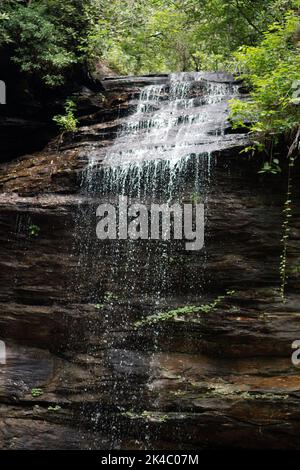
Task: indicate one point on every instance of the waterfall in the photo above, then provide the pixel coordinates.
(164, 152)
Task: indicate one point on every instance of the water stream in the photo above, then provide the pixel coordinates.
(163, 153)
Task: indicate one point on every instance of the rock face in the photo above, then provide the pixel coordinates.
(79, 374)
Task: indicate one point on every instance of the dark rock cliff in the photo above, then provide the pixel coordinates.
(224, 378)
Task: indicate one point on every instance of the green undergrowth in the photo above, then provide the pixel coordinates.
(183, 311)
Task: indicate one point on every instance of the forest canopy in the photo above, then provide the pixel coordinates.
(260, 39)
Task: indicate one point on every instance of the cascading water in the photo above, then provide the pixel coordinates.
(164, 153)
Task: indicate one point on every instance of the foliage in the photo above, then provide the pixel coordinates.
(54, 408)
(67, 122)
(271, 69)
(178, 35)
(36, 392)
(44, 37)
(182, 311)
(34, 230)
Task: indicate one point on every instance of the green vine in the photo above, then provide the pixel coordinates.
(287, 211)
(182, 311)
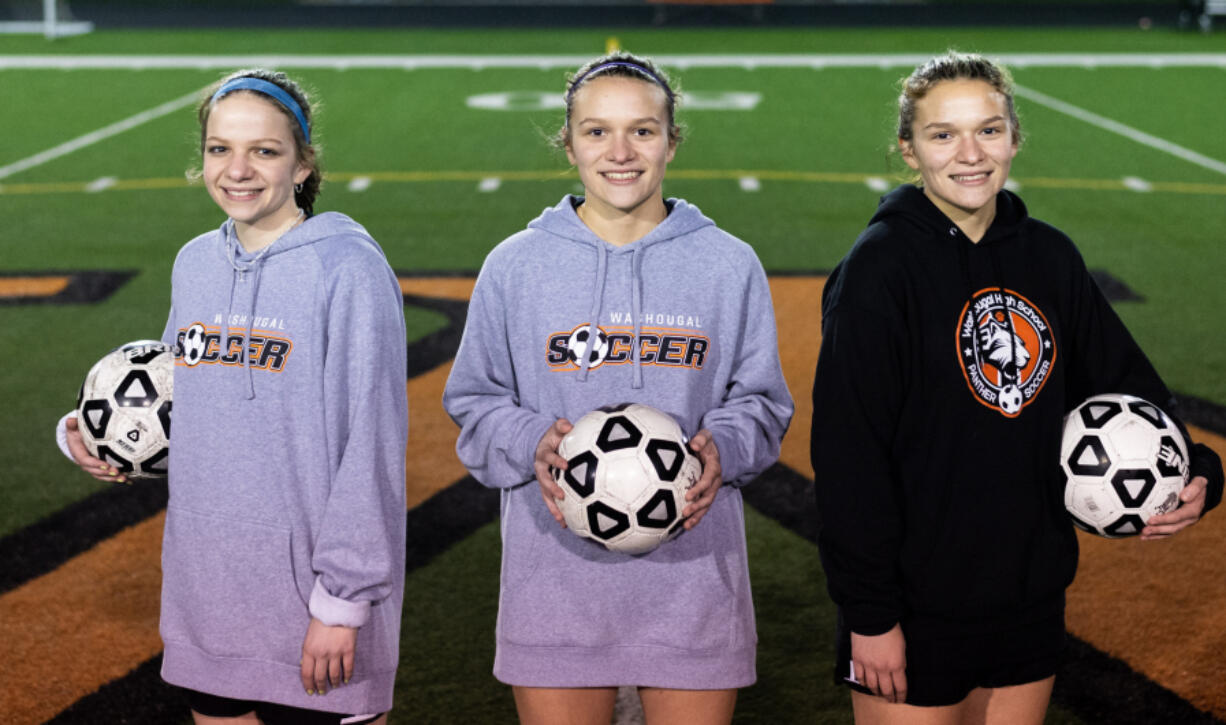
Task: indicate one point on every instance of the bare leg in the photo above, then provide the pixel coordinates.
(871, 709)
(688, 707)
(1020, 704)
(248, 719)
(564, 705)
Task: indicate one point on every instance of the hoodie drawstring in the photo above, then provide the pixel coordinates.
(602, 257)
(254, 266)
(635, 308)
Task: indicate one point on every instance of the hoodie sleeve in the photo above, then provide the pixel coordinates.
(1106, 358)
(748, 427)
(359, 547)
(498, 437)
(857, 399)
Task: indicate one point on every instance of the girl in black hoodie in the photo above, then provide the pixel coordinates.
(956, 334)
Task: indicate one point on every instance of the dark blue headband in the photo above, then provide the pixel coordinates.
(643, 70)
(270, 90)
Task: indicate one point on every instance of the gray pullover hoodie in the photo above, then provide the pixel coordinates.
(287, 465)
(688, 324)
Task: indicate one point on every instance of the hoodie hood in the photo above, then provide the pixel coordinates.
(563, 221)
(249, 265)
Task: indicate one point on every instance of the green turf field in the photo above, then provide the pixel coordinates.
(812, 142)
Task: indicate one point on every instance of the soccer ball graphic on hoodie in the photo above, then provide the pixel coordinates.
(1124, 461)
(628, 471)
(124, 409)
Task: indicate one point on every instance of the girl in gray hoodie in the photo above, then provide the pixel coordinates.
(283, 553)
(687, 315)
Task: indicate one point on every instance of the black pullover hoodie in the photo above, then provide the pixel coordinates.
(934, 441)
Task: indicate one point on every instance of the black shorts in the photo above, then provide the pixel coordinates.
(944, 666)
(269, 713)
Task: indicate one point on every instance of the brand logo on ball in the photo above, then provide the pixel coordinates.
(1005, 349)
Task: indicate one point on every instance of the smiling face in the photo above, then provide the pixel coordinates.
(619, 144)
(963, 145)
(250, 163)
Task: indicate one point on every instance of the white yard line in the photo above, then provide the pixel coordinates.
(101, 184)
(95, 136)
(555, 61)
(1123, 130)
(1138, 184)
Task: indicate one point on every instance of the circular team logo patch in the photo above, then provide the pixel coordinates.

● ● ●

* _What is expected_: Print the listing verbatim; no pictures.

* _Output_:
Task: indicate one point on every instance of the waterfall in the photo above, then provide the pixel coordinates.
(164, 152)
Task: indicate one point on every instance of the water stream in the photo above, then provide the pixel coordinates.
(163, 153)
Task: indicate one point on every instance of the rock face in the photo above, then provide the pixel coordinates.
(79, 374)
Task: indicate one point on every instance of the dark rock cliff in the photo above, then provide the pixel coordinates.
(224, 378)
Task: indicate one point on every instance of the green undergrowth in the photo above, then provide the pixel coordinates.
(183, 311)
Task: indicate one point on every instance of the forest canopy in the photo above, then provide the pixel coordinates.
(260, 39)
Task: indicate one point on every instance of the cascading water in the photo above, then provide the pixel coordinates.
(164, 153)
Task: indicate one point on every instance of the foliage in the photo above, then provide the pixel coordinates.
(54, 408)
(67, 122)
(271, 69)
(178, 35)
(36, 392)
(44, 37)
(182, 311)
(34, 230)
Task: indicate one point on every instance of the green vine in the photo above, then provide the pixel coordinates.
(287, 211)
(182, 311)
Task: indicate one point on every instance of the bare leg in the photo above, then provide the pixel coordinates.
(871, 709)
(688, 707)
(1020, 704)
(248, 719)
(564, 705)
Task: indicate one point on every instance of the hoodie drawstring in the photo above, then provide the pixel coordinates.
(602, 257)
(254, 266)
(635, 308)
Task: indicate one point on every instance of the hoodie sleeve in the photo above, then provide the pixel coordinates.
(1106, 358)
(748, 427)
(359, 547)
(498, 437)
(857, 399)
Task: indicate one point on every instance of the girl in black hoodie in the photo above, then provide the pixel coordinates.
(956, 334)
Task: indicate one point on every instance of the dark blue headband in the photo above, then provide the pixel coordinates.
(643, 70)
(270, 90)
Task: indicate one point on every instance of the gray pullover hoodie in the photo above, then provide the pixel coordinates.
(287, 465)
(688, 324)
Task: indicate one point on every instance of the hoodie hood in the photo above, then provide the pixel coordinates.
(563, 221)
(249, 265)
Task: indicate one point on every instance of the green turf field in the photo above, then provide the pixel coordinates.
(812, 142)
Task: indicate one point on every instance of the soccer ball graphic on hoodie in the photo above, then provide the pixel coordinates.
(1124, 461)
(628, 471)
(124, 409)
Task: indicate one point on every instance of the girl in gray hoodie in the photo above, then provide the pixel coordinates.
(283, 553)
(687, 315)
Task: indicate one point on every instance of the black pullover hoodie in the photo above, then provide the pixel coordinates.
(934, 441)
Task: indicate one point on every instance of the black shorts in the photo above, then provide the pixel coordinates.
(944, 666)
(269, 713)
Task: indicate one point on every instance of the brand logo on ball in the photo above, then provide the pixel coordinates.
(1005, 349)
Task: indicate one point on every instance of the smiling face in the photo above, then provide the pixel coordinates.
(619, 144)
(963, 145)
(250, 163)
Task: indicate one point on every instance of the white yard line in the photo above, then provide the pixel coordinates.
(101, 184)
(95, 136)
(555, 61)
(1123, 130)
(1138, 184)
Task: indicate one point on every instance of the circular team logo patch in the photo above, then provide the pixel coordinates.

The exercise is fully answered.